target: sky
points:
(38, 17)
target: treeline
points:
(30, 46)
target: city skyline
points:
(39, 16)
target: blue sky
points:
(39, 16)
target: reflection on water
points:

____________

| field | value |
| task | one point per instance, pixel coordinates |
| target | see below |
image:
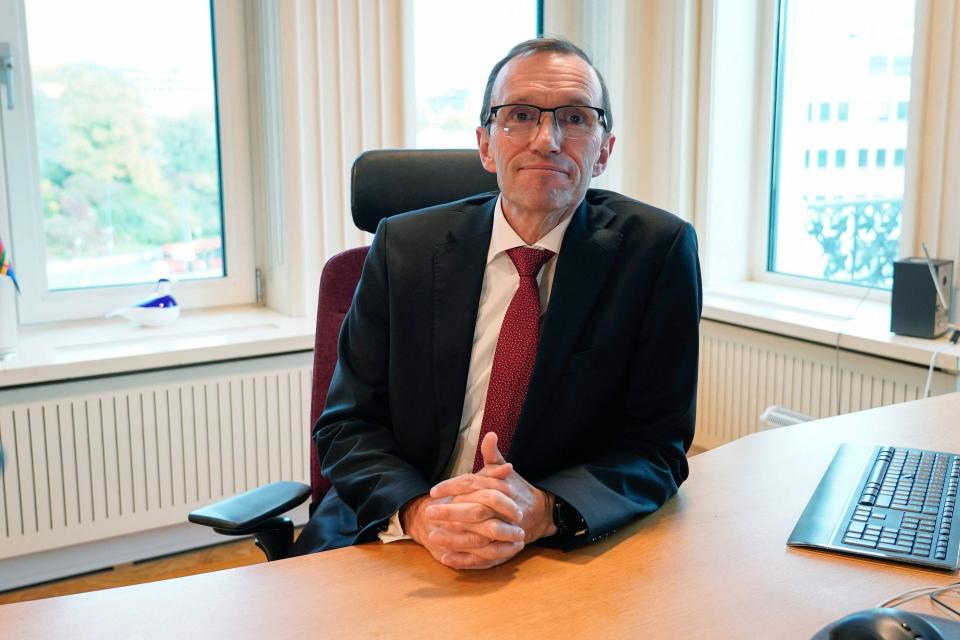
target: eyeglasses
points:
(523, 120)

____________

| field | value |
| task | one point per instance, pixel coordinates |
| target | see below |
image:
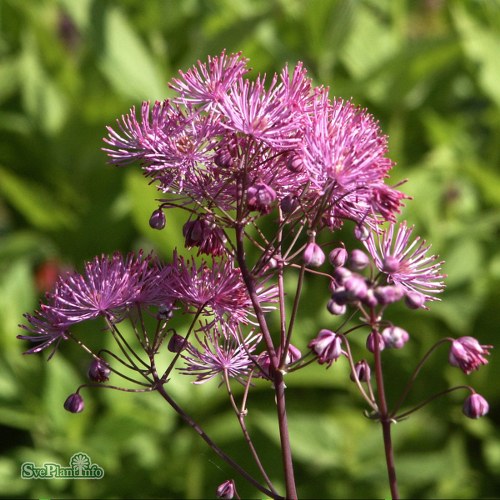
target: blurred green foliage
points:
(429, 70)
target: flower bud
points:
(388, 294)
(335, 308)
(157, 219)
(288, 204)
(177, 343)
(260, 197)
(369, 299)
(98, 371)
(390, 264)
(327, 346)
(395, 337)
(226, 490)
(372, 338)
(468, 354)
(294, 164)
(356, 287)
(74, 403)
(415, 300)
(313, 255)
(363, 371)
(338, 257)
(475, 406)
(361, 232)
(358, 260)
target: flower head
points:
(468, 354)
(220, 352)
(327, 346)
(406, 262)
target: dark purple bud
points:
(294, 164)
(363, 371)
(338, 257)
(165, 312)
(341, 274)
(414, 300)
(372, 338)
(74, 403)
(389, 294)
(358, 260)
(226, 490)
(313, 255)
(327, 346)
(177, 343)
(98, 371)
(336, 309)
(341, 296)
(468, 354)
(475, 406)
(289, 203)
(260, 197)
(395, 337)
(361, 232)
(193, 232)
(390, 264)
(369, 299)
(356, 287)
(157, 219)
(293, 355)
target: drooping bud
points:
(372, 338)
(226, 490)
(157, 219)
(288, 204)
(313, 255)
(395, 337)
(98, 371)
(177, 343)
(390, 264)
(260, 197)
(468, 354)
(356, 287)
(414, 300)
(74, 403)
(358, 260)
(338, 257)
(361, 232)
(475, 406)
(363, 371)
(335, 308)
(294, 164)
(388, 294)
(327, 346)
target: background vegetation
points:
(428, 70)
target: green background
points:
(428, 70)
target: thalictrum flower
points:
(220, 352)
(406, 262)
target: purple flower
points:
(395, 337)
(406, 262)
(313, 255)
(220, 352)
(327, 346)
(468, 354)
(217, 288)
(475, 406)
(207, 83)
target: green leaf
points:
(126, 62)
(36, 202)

____________

* WORK REQUEST: All lines with the word "green" need to be copied from the data above.

* YOUR RESPONSE:
target: blurred green foliage
target: green background
target: green leaf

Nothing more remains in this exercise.